▶ **PROVIDED ENTRIES**
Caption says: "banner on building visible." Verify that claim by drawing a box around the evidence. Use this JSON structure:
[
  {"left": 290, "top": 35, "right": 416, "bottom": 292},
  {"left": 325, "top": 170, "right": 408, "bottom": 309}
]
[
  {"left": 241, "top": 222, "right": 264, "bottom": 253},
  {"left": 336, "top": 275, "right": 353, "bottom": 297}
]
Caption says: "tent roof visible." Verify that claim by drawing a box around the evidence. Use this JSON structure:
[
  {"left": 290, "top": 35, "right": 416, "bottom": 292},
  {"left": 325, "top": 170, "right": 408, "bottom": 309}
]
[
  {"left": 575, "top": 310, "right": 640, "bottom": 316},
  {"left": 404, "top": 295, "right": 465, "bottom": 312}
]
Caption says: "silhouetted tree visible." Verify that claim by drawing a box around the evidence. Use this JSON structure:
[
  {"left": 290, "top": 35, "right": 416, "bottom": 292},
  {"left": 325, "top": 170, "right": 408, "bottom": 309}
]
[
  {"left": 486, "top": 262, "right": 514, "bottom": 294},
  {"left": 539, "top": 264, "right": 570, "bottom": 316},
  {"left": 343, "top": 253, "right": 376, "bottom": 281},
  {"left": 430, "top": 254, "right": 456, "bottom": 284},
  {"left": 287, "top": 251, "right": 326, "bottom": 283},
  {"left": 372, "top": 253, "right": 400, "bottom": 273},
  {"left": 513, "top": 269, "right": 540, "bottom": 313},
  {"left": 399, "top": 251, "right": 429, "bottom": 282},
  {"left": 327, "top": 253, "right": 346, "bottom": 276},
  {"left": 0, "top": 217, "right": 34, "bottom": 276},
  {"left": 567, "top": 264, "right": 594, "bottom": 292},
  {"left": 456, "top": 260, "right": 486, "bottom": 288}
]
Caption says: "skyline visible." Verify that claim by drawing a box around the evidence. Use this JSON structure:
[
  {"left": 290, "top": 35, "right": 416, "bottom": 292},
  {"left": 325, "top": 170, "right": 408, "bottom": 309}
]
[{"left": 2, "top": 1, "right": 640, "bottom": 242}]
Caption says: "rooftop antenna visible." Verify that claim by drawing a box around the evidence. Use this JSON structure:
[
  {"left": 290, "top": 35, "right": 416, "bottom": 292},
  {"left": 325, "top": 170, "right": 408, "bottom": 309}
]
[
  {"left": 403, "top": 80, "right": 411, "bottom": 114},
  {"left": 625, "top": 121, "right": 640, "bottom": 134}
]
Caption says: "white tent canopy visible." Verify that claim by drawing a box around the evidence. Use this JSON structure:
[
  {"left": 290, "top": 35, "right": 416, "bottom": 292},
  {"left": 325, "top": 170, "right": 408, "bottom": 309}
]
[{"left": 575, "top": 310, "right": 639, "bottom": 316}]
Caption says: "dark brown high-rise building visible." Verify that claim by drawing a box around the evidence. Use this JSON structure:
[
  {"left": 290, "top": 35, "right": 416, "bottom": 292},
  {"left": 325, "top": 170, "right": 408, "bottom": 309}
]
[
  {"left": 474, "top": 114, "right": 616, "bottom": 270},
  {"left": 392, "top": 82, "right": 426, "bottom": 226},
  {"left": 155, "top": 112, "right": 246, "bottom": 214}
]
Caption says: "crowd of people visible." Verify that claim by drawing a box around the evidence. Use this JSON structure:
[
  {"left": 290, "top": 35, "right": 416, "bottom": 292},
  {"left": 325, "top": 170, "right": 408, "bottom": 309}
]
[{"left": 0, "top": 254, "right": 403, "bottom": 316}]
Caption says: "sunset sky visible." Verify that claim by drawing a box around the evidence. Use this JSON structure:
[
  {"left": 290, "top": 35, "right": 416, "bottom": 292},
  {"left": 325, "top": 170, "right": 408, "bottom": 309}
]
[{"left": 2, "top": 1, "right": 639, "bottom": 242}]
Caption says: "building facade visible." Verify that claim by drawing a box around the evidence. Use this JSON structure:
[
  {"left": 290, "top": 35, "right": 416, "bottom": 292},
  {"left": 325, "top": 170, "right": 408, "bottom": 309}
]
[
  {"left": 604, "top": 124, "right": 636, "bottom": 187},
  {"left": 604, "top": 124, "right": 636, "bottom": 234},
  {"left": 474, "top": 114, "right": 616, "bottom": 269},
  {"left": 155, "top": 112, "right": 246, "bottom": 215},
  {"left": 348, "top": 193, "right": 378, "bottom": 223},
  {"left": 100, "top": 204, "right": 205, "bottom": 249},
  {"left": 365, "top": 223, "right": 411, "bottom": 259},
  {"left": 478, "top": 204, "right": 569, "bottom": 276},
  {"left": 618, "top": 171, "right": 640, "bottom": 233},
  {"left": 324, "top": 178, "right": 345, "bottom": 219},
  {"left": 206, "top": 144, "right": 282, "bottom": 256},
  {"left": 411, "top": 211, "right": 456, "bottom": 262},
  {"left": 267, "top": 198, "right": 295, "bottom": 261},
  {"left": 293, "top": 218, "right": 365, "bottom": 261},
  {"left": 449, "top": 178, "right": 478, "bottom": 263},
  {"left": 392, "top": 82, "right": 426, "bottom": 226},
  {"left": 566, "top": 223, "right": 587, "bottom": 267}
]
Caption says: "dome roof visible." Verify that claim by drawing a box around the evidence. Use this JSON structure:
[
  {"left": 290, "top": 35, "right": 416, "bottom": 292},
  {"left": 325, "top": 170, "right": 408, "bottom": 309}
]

▶ **WHAT TO PRODUCE**
Look over the material and return every line where the word "tent" is found.

▶ **SOLUTION FOR THIS PROBLEM**
Caption says: "tent roof visible." Verify that claim by drawing a box around the evidence. Use this JSON structure:
Caption says: "white tent canopy visible." Verify that claim by drawing a box around the evidence. Use this JSON structure:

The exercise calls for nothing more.